Every line below needs to be reproduced exactly.

□ □ □ □ □ □ □

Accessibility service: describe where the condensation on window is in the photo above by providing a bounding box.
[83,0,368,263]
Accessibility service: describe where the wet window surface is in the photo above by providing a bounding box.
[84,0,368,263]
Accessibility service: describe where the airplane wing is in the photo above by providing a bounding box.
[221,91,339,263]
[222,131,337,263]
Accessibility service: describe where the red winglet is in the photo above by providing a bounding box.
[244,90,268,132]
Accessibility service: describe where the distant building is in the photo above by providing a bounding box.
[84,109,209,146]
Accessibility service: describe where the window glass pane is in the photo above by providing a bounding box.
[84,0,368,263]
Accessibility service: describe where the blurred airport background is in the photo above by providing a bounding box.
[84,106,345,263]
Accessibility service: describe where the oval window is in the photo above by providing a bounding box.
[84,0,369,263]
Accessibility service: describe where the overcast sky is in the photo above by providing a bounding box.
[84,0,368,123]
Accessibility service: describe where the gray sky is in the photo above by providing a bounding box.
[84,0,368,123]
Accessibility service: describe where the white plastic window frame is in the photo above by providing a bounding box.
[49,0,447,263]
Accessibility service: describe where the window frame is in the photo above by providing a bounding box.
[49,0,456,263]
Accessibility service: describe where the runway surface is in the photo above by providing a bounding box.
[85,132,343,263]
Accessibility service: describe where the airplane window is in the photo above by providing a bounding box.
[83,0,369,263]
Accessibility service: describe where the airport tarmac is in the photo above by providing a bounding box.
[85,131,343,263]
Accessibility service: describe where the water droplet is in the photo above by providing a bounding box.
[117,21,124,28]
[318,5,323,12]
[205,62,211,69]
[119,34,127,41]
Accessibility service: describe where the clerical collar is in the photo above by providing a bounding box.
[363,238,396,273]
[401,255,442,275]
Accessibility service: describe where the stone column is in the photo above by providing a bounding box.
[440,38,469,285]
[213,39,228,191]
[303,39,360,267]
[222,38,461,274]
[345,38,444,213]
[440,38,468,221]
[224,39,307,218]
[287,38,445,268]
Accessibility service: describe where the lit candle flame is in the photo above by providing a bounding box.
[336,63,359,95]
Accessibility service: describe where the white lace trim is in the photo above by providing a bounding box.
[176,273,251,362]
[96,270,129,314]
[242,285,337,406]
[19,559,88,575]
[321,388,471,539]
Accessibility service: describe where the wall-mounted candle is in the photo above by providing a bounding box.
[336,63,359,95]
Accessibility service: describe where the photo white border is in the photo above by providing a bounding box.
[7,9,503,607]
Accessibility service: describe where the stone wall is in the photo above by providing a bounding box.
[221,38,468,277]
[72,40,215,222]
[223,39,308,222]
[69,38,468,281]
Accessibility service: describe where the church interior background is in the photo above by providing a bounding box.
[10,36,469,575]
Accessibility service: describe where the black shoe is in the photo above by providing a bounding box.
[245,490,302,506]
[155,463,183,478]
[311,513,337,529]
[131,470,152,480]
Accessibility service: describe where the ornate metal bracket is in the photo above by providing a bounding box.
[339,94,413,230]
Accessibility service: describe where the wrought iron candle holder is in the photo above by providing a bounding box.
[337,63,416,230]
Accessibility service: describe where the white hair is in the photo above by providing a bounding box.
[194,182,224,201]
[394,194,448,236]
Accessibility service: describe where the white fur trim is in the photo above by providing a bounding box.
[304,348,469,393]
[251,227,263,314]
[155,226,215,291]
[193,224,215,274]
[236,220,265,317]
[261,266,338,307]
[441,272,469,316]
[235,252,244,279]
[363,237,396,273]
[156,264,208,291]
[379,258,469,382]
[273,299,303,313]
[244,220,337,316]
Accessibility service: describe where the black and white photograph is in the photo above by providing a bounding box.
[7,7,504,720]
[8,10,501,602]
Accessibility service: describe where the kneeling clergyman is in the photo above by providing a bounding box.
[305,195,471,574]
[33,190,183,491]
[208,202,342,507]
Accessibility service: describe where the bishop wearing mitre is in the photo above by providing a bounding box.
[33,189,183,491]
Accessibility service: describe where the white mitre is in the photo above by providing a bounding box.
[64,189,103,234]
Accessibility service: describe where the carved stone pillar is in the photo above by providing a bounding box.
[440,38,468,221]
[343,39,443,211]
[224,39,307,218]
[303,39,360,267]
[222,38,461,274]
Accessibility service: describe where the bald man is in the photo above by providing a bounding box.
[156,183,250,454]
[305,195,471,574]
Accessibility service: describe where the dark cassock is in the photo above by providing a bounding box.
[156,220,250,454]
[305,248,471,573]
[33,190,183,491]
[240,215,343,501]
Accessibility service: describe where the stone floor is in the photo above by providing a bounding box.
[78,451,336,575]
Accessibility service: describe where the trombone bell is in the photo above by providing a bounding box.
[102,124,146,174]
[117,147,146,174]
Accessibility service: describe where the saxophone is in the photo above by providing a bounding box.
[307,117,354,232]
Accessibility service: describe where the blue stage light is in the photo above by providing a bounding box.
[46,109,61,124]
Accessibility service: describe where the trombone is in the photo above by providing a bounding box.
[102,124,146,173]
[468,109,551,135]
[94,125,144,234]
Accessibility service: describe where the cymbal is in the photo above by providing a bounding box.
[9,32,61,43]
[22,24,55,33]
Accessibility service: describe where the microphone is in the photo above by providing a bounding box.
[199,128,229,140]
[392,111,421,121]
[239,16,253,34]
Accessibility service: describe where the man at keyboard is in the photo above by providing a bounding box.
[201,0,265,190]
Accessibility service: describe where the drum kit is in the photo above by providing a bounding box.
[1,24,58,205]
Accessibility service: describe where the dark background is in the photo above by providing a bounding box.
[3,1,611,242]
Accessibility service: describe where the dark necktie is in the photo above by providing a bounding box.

□ □ □ □ □ □ □

#### Worked solution:
Accessibility service: describe where the condensation on window is in the photo above by providing a bounding box.
[83,0,368,263]
Accessibility service: describe where the wet window surface is in the photo above by providing a bounding box.
[84,0,368,263]
Accessibility service: describe where the airplane wing is in the photo above by providing a bounding box.
[221,91,339,263]
[222,131,337,263]
Accessibility service: describe where the red winglet is in the photo above by providing a bounding box.
[244,90,268,132]
Accessibility service: describe where the distant building is in the photo above by providing a bounding box.
[84,109,209,146]
Accessibility service: describe where the window glass pane is in the photo above by providing a bounding box.
[84,0,368,263]
Accessibility service: describe where the blurred airport background is in the photo above by providing a bounding box.
[84,106,345,263]
Accessibility service: describe where the oval window is in the photo above by providing a bounding box.
[84,0,369,263]
Accessibility service: describe where the overcast sky is in the photo above by providing a bounding box.
[84,0,368,123]
Accessibility service: describe where the gray sky is in the photo above by providing a bounding box.
[84,0,368,123]
Accessibility service: describe where the white plastic window frame is in the photo above by providing a bounding box.
[49,0,447,263]
Accessibility service: describe where the window frame is in the photo above by providing a bounding box.
[49,0,456,263]
Accessibility service: describe where the runway surface is in the photo above by providing a bounding box.
[85,132,343,263]
Accessibility service: describe where the airplane window is in the photo above by providing a bounding box.
[83,0,369,263]
Accessibility service: describe where the airport tarmac is in the photo above by providing a bounding box.
[85,131,343,263]
Accessibility service: describe where the water droplet is in the photo above by providing a bounding box.
[117,21,124,28]
[318,5,323,12]
[205,62,211,69]
[119,34,127,41]
Accessibility service: describe where the clerical collar is in the photo above by providing a bounding box.
[363,238,396,273]
[401,255,442,275]
Accessibility service: describe where the stone column is in the photo above by providing a bounding box.
[440,38,469,285]
[213,39,228,191]
[303,39,360,267]
[222,38,461,274]
[345,38,444,213]
[440,38,468,221]
[224,39,307,218]
[287,38,445,268]
Accessibility service: describe where the lit candle flame is in the photo above by providing a bounding box.
[336,63,359,95]
Accessibility service: describe where the white lace trim is in the photo above by providing a bounding box.
[176,273,251,362]
[96,270,129,314]
[242,285,337,406]
[19,559,88,575]
[321,388,471,539]
Accessibility service: describe where the wall-mounted candle is in the photo above by providing a bounding box.
[336,63,359,95]
Accessibility service: describe where the photo white border is in the photo above by providing a bounding box.
[7,9,503,607]
Accessibility service: describe where the stone wall is in the photo above by providing a bounding box.
[221,38,468,277]
[72,40,215,222]
[223,39,308,222]
[69,38,468,281]
Accessibility service: describe where the church interior background is in the photo above by providing a bounding box.
[10,36,469,575]
Accessibility service: describe where the black shoe is in the photo above by providing a bounding box.
[245,490,302,506]
[155,463,183,478]
[311,513,337,529]
[131,470,152,480]
Accessibility service: describe where the ornate metal bracket is in the photo above by providing a bounding box.
[339,94,413,230]
Accessibility service: describe where the wrought iron candle holder is in the photo above by providing a bounding box.
[337,63,416,230]
Accessibility service: describe where the white hair is in the photo above by providing a bounding box.
[194,182,224,201]
[394,194,448,236]
Accessibility service: describe where the white fur trim is in the photo above by providing a bounding box.
[304,348,469,393]
[251,227,263,314]
[155,226,215,291]
[193,224,215,274]
[236,220,265,317]
[261,266,338,307]
[441,272,469,316]
[235,252,244,279]
[363,237,396,273]
[156,264,208,291]
[379,258,469,382]
[273,299,303,313]
[244,220,337,316]
Accessibility service: describe where the black and white photograph is in the photo above by providing a bounding box.
[7,7,504,720]
[8,10,501,602]
Accessibility service: describe where the kneeling clergyman is in the photo above by providing a bounding box.
[305,195,471,574]
[33,190,183,491]
[208,202,342,507]
Accessibility service: describe where the bishop wearing mitre is in the photo above by providing a bounding box.
[33,189,183,491]
Accessibility service: describe where the white mitre is in the photo above by providing a bounding box.
[64,189,103,234]
Accessibility service: describe where the carved stone pillar is in the photo above by providing a bounding box.
[440,38,468,221]
[343,39,443,211]
[224,39,307,218]
[303,39,360,267]
[222,38,461,274]
Accessibility service: describe where the bald man is in the photo above by providing a bounding box.
[156,183,250,454]
[305,195,471,574]
Accessibility service: describe where the dark cassock is in the photo above by providing a bounding box.
[156,220,250,454]
[305,248,471,573]
[33,190,183,491]
[240,215,343,501]
Accessibility service: describe where the stone floor is in the photo above by providing a bounding box.
[78,451,336,575]
Accessibility service: describe where the trombone bell is in the photo above by providing a bounding box.
[102,124,146,174]
[117,147,146,174]
Accessibility service: describe where the saxophone is in the photo above by providing a bounding box.
[307,117,354,232]
Accessibility service: describe where the blue stage light is in the photo above by providing a bounding box.
[46,109,61,124]
Accessibility service: describe where the trombone is in the photo above by providing a bounding box.
[102,124,146,173]
[468,109,551,135]
[94,125,144,234]
Accessibility service: describe where the cymbal is in the photo above by providing a bounding box.
[9,32,61,43]
[22,24,55,33]
Accessibility service: describe where the microphone is in the photo above by providing a bounding box.
[199,128,229,140]
[392,111,421,121]
[239,16,253,34]
Accessibility service: describe where the man at keyboard is in the photo above by providing a bounding box.
[201,0,265,190]
Accessibility service: describe where the drum kit is in the photo above by providing a bounding box.
[1,24,58,205]
Accessibility service: describe where the dark background is in the photo above by providing a bounding box.
[3,1,611,242]
Accessibility service: describe where the dark necktie is in the photo above by providing a bounding box.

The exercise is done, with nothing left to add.